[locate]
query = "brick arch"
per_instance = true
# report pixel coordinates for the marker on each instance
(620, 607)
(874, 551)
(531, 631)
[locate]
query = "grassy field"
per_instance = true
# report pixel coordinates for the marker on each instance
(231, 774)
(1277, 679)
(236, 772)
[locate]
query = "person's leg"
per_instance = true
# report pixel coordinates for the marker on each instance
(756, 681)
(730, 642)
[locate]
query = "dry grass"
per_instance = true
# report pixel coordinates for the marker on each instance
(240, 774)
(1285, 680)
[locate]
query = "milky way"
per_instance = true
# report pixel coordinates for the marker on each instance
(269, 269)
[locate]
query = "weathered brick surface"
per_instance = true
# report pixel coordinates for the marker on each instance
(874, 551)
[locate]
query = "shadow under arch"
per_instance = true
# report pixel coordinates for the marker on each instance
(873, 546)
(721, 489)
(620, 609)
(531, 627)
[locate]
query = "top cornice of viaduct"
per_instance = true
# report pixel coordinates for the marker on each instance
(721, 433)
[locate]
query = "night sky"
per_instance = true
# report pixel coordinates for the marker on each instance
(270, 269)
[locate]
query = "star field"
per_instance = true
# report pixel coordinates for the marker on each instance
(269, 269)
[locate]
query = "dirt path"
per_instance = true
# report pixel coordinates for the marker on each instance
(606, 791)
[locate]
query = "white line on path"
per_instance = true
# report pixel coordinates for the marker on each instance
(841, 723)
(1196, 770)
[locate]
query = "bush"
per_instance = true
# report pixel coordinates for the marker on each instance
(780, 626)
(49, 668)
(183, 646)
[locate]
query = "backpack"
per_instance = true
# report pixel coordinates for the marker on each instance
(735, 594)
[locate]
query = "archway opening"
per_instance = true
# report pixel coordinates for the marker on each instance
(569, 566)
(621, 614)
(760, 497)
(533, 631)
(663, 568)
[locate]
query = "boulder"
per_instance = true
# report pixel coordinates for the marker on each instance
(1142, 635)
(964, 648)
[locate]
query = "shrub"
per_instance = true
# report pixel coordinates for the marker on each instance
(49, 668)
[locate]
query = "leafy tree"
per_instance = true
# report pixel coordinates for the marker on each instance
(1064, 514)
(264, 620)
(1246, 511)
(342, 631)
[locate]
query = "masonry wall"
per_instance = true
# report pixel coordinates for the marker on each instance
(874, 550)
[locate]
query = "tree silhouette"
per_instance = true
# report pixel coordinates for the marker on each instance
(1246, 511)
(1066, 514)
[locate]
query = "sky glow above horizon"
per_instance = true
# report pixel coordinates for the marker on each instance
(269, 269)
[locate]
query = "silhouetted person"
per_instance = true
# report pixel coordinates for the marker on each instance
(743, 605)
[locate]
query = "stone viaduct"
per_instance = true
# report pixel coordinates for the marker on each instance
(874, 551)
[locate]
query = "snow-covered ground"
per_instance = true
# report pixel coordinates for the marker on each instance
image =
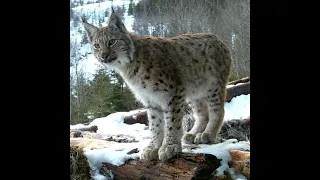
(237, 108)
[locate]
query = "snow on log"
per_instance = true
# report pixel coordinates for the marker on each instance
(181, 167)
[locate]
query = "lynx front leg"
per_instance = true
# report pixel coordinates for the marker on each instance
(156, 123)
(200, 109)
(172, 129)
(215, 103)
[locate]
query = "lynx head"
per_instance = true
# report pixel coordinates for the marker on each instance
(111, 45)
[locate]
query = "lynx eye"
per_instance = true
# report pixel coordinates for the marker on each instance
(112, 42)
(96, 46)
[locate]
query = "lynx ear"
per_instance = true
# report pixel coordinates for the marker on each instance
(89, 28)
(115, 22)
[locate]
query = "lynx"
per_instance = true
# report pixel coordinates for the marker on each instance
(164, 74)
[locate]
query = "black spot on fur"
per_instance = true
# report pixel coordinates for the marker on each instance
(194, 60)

* * *

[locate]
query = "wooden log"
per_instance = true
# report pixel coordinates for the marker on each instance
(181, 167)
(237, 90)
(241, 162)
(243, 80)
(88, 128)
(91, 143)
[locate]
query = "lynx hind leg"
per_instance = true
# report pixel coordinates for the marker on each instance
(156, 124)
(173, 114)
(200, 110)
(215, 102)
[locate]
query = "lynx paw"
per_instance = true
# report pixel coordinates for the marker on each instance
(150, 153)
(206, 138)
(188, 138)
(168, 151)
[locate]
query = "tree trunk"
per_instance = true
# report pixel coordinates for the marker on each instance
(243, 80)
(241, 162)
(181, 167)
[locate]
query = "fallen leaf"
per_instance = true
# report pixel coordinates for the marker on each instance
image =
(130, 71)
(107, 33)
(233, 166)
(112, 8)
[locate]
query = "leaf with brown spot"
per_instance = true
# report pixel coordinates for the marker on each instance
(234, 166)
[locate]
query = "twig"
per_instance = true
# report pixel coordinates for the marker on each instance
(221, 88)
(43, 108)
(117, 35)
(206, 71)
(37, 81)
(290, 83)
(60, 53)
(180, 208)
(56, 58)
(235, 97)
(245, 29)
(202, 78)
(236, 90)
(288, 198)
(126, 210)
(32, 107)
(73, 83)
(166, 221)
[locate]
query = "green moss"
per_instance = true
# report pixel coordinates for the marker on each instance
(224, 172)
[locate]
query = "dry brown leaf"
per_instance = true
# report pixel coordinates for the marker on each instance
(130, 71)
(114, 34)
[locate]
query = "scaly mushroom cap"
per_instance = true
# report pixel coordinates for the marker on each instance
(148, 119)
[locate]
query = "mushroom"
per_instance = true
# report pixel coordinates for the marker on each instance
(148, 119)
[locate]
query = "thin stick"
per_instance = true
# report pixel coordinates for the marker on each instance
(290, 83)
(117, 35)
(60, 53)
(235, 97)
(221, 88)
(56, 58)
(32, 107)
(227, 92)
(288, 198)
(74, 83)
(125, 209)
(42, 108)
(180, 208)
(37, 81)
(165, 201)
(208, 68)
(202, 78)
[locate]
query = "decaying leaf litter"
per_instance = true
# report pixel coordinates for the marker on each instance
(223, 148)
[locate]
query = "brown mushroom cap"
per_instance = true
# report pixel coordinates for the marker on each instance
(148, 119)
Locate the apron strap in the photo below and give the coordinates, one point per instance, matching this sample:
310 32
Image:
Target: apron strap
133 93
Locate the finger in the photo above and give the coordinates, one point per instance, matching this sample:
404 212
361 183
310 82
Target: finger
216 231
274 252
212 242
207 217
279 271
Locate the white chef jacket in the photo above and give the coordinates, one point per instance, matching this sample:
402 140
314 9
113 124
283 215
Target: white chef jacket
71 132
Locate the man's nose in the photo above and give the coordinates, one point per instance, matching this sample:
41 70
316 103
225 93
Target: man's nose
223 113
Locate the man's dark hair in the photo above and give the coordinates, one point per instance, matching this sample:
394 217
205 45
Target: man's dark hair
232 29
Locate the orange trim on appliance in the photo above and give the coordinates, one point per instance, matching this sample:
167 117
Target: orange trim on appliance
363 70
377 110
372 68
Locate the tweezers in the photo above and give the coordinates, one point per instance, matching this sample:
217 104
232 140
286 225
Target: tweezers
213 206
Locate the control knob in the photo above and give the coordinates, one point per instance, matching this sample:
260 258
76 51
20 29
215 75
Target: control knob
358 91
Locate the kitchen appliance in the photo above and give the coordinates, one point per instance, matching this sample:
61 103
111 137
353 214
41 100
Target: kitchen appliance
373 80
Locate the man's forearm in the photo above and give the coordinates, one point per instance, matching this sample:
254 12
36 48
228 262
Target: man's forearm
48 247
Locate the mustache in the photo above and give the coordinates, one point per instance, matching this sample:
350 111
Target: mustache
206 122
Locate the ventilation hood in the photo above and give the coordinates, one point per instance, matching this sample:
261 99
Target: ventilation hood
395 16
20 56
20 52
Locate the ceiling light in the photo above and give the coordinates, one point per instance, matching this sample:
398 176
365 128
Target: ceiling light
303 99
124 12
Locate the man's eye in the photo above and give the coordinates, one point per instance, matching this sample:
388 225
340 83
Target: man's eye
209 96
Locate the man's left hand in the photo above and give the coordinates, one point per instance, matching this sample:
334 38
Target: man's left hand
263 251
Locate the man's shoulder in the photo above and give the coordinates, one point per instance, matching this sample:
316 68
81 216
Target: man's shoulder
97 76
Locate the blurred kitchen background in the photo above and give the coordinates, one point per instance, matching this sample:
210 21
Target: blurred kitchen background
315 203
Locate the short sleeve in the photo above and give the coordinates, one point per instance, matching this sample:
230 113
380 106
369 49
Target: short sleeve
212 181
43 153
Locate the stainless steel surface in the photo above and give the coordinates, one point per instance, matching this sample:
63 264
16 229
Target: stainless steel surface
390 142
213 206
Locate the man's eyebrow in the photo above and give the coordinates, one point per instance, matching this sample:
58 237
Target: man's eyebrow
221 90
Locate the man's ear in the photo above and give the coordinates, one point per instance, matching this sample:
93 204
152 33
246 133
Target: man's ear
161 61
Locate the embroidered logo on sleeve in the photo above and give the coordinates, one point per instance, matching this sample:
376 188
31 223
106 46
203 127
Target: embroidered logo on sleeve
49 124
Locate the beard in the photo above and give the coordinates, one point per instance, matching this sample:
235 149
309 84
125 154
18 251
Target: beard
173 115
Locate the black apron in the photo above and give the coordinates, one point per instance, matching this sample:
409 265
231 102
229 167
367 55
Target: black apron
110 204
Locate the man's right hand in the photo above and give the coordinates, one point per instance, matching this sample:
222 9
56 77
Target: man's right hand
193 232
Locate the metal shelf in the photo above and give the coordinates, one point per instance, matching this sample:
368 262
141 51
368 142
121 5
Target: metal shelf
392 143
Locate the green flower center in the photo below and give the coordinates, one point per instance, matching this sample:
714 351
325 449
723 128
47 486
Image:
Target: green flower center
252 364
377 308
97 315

==

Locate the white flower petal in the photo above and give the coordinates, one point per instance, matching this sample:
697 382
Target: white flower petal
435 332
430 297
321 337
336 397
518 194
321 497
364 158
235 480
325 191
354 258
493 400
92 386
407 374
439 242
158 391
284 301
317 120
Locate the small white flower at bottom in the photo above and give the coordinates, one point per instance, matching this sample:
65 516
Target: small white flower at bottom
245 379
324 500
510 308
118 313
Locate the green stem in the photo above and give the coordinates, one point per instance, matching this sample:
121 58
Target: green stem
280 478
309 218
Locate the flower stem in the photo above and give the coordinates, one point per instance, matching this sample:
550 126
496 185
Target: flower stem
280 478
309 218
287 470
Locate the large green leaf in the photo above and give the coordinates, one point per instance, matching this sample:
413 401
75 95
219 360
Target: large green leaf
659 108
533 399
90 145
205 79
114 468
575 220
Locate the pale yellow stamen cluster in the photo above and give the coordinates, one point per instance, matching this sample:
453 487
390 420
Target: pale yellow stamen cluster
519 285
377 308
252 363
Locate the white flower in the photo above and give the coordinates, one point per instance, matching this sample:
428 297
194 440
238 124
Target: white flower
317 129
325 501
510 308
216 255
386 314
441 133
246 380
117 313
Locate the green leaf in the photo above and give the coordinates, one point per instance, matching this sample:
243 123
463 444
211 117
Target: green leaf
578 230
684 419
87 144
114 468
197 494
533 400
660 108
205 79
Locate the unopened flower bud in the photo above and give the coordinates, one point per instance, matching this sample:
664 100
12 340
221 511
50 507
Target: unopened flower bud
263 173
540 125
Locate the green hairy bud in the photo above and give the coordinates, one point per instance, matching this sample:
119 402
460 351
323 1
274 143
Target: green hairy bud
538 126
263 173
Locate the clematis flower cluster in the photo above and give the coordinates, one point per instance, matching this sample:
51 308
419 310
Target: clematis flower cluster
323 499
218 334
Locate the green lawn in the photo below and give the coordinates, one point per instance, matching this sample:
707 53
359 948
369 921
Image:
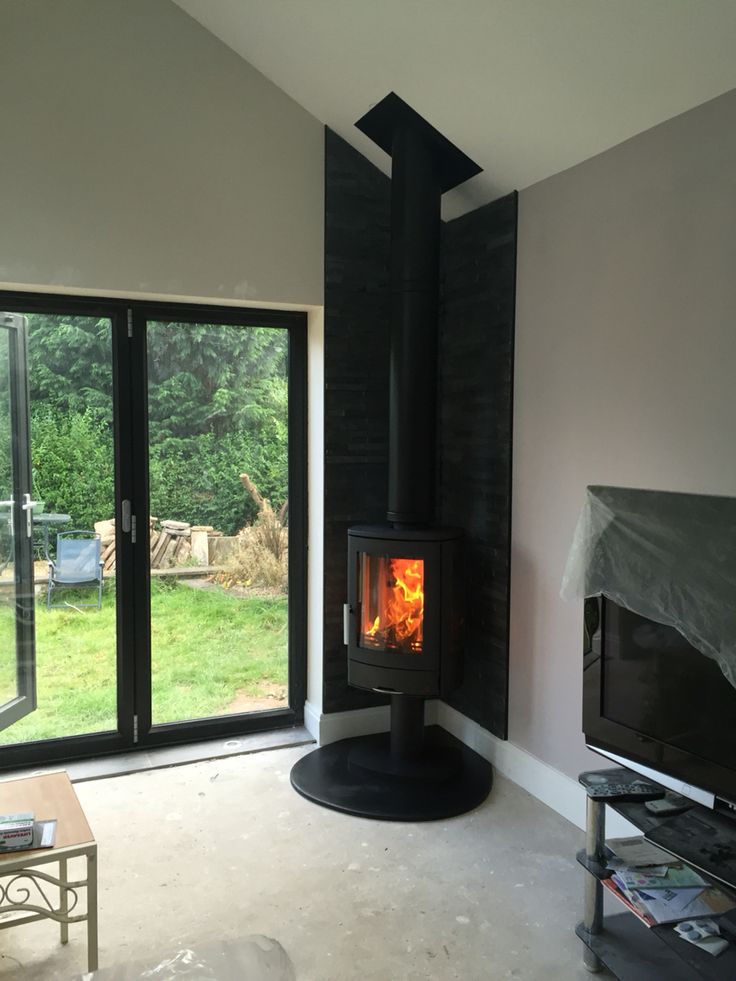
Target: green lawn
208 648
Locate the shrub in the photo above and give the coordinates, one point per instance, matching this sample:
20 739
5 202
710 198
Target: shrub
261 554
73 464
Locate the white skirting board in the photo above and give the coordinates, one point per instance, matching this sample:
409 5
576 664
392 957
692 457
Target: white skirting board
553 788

Action item:
Tally every line of the listing that holds the string "brick", then give the number by itself.

Exercise output:
2